─── GIVEN RECORDS ───

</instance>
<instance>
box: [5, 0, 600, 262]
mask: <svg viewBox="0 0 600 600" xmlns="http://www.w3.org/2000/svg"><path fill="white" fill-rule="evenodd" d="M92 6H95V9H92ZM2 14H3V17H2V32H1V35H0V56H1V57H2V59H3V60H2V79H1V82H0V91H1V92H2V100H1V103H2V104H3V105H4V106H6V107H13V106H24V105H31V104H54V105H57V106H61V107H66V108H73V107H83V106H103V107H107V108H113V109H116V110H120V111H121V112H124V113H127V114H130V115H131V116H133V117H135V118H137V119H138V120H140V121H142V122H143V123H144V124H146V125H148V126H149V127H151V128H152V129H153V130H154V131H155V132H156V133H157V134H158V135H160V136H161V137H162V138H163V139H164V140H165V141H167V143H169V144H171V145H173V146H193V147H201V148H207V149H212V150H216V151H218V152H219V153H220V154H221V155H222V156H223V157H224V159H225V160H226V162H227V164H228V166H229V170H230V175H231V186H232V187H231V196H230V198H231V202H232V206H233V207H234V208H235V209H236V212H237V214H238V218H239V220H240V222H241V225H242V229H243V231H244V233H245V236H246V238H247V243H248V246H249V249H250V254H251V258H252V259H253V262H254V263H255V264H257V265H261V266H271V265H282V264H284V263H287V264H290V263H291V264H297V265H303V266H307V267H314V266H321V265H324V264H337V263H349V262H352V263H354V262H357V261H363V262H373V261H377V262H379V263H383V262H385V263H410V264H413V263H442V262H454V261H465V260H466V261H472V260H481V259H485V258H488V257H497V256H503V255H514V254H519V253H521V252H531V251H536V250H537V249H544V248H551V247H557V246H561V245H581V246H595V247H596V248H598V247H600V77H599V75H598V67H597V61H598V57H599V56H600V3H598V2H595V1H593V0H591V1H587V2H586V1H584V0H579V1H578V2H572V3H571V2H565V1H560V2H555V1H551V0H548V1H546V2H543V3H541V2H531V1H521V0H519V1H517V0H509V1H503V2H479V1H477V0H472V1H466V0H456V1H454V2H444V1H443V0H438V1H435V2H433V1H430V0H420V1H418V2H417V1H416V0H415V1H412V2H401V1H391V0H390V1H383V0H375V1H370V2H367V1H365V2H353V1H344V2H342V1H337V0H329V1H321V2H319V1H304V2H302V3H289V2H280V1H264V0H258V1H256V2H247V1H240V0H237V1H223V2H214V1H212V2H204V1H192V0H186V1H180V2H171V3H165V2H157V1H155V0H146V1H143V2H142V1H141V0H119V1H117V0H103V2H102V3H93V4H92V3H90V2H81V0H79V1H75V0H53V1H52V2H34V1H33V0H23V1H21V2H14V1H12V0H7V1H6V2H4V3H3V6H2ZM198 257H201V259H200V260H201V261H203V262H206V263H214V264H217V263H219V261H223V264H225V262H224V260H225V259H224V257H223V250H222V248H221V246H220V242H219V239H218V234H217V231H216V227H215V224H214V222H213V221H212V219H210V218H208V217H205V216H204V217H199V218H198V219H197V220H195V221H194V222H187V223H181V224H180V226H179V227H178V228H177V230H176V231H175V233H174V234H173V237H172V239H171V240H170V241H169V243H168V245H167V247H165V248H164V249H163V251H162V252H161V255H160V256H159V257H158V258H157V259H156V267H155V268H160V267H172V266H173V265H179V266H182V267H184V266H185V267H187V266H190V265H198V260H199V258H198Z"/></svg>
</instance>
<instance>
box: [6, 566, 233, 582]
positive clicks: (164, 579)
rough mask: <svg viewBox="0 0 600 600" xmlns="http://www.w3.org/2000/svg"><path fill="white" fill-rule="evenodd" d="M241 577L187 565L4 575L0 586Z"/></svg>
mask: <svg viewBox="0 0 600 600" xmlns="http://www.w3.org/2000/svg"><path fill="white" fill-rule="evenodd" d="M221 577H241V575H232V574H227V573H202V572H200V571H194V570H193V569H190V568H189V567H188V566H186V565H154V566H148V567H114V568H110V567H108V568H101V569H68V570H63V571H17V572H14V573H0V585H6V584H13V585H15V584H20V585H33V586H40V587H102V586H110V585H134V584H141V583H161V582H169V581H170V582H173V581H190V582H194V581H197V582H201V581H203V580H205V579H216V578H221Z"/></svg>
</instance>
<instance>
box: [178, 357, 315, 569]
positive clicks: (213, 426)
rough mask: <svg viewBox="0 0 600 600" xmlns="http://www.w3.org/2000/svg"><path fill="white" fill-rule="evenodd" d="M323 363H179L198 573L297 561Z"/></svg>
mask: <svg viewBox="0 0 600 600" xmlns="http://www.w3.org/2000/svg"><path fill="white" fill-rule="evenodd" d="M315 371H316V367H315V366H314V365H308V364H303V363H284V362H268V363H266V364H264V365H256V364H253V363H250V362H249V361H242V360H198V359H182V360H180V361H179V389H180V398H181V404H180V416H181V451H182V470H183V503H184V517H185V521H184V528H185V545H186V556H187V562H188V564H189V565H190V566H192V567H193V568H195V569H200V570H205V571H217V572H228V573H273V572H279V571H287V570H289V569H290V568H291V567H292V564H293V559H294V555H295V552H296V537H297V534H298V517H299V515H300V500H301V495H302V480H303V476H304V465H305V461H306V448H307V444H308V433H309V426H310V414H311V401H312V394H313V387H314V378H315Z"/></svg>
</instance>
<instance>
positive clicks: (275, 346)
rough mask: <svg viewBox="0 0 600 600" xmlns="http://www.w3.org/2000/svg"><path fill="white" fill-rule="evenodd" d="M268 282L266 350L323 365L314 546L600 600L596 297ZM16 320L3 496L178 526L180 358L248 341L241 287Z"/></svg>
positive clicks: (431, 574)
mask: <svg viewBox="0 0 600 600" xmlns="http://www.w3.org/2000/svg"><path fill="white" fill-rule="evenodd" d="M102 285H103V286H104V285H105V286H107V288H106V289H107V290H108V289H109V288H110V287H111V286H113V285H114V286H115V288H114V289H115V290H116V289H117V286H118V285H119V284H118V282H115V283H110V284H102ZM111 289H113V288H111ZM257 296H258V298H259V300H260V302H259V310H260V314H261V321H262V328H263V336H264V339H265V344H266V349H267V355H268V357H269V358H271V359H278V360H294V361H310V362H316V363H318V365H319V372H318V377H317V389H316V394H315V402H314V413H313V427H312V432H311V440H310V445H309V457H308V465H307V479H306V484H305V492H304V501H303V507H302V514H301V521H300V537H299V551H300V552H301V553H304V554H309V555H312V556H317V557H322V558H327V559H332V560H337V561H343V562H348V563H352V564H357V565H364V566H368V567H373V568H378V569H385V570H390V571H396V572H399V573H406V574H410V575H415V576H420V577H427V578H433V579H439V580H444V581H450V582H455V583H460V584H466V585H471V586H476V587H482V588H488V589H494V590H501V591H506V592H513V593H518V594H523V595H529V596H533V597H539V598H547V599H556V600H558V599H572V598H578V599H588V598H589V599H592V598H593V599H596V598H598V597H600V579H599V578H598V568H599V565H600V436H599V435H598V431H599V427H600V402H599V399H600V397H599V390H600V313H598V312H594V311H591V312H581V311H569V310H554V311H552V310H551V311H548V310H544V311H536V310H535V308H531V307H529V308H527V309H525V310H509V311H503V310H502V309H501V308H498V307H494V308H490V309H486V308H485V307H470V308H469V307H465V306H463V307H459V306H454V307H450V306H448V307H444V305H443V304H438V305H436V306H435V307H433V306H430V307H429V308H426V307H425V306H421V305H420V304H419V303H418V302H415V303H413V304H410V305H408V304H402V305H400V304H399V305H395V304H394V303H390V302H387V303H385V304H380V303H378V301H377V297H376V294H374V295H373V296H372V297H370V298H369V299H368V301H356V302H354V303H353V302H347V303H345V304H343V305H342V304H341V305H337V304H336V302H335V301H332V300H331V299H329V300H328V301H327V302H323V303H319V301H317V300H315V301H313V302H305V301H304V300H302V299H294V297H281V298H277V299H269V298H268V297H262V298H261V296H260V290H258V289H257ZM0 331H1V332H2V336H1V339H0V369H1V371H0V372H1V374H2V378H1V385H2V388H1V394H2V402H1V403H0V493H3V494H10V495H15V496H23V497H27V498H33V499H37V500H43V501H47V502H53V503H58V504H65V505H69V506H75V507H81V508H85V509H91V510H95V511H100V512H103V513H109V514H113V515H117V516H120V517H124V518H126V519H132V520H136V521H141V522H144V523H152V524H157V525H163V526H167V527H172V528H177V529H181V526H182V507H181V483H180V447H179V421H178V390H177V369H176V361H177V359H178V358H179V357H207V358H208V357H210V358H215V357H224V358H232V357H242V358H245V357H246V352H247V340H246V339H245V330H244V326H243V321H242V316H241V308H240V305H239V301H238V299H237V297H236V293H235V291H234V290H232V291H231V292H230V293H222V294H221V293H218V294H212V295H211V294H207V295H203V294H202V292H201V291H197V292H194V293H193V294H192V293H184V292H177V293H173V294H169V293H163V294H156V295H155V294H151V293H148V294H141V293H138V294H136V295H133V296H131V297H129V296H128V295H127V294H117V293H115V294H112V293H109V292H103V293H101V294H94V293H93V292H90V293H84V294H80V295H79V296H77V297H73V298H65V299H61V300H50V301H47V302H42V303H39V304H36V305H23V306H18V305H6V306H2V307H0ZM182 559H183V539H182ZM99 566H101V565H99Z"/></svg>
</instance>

───

# YOUR TASK
Please pull out every line in the items above that contains the word "clicks". Case counts.

# ANSWER TO THE PROBLEM
positive clicks: (164, 579)
positive clicks: (213, 426)
positive clicks: (275, 346)
positive clicks: (431, 574)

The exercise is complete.